Answer these questions about the Guest v Guest case summary:
(a) What share of the farming business, net of tax, did the first-instance judge order the son to receive?
(b) Who held in the Court of Appeal that the judge had been entitled to adopt an expectation-based approach?
(c) Which two justices agreed with Lord Briggs in the Supreme Court?

> _Text segment_:
*****

Guest & anr v Guest [2023] WTLR 431

WTLR Issue: Summer 2023 #191

1. DAVID GEORGE GUEST

2. JOSEPHINE GUEST

V

ANDREW CHARLES GUEST

Analysis

A father made repeated promises to his son that he would inherit an undefined part of a farm, sufficient to enable him to operate a viable farming business on it, after the death of his parents. Relying on that promise, the son spent the best part of his working life on the farm, working at very low wages and accommodated in a farm cottage. After a deterioration in the relationship between the father and son, it proved no longer possible for the two to work together, and the son therefore moved out, and the father cut him out of his will.

The son claimed an interest in the farm as a result of a proprietary estoppel.

At first instance, the judge concluded that there had arisen an equity to be satisfied. No specific case had been offered on behalf of the father and mother as to the appropriate remedy. The judge – beginning his analysis with the expectation of the son, encouraged by his father’s promises – ordered that the son should receive, net of tax, 50% of the farming business and 40% of the proceeds of sale (or valuation) of the farm after tax, reduced by crediting to his parents a life interest in the farmhouse. The judge modelled his approach on the terms of a will that had been made by the father prior to the falling out.

Permission to appeal to the Court of Appeal was granted only as to the question of remedy. There, it was contended on behalf of the parents that the judge had been wrong to focus on the extent of the son’s expectation as opposed to that of his reliance, in framing the order. It was further argued that the order had wrongly conferred an immediate interest on the son, rather than a reversionary interest, which would have equally well honoured his expectation of inheritance upon the death of his parents (ie that inadequate account was taken for the ‘futurity’ of his expectation), and relatedly that the order had not discounted the son’s entitlement to reflect the accelerated receipt of his benefit.

Floyd LJ held that the judge had been entitled to adopt an expectation-based approach, because by the time the promise was reneged on, the son had substantially performed his side of the quasi-bargain, and because of the grave difficulties in assessing the precise value of a lifetime of work and the concomitant loss of opportunity.

The same criticisms were pursued again in the Supreme Court.

Held (Lord Briggs, with whom Lady Arden and Lady Rose agreed):

As to whether an expectation-based or detriment-based approach ought to be taken, an extensive survey of the authorities and their development throughout history demonstrated that a long line of authority had generally followed the expectation-based approach, but there had not been a single English authority favouring the approach that the essential aim of the remedy was to protect the claimant’s reliance interest and therefore to compensate for the detriment. The nearest that the English authorities had come was to say that there had to be some proportionality between remedy and detriment, but this was always accompanied by a rejection of the notion that compensation for the detriment was the aim.

*****

> _Record extracts_:
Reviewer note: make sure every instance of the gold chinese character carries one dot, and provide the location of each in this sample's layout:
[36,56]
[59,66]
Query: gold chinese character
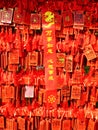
[50,78]
[50,66]
[50,72]
[50,51]
[49,45]
[50,61]
[49,39]
[48,32]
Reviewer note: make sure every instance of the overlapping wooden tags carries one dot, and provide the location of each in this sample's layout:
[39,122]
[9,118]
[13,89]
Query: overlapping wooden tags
[76,92]
[13,57]
[7,15]
[60,59]
[33,58]
[29,91]
[2,124]
[69,63]
[35,21]
[58,21]
[56,124]
[89,52]
[21,123]
[66,124]
[67,18]
[78,19]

*****

> _The reply_:
(a) 50%
(b) Floyd LJ
(c) Lady Arden and Lady Rose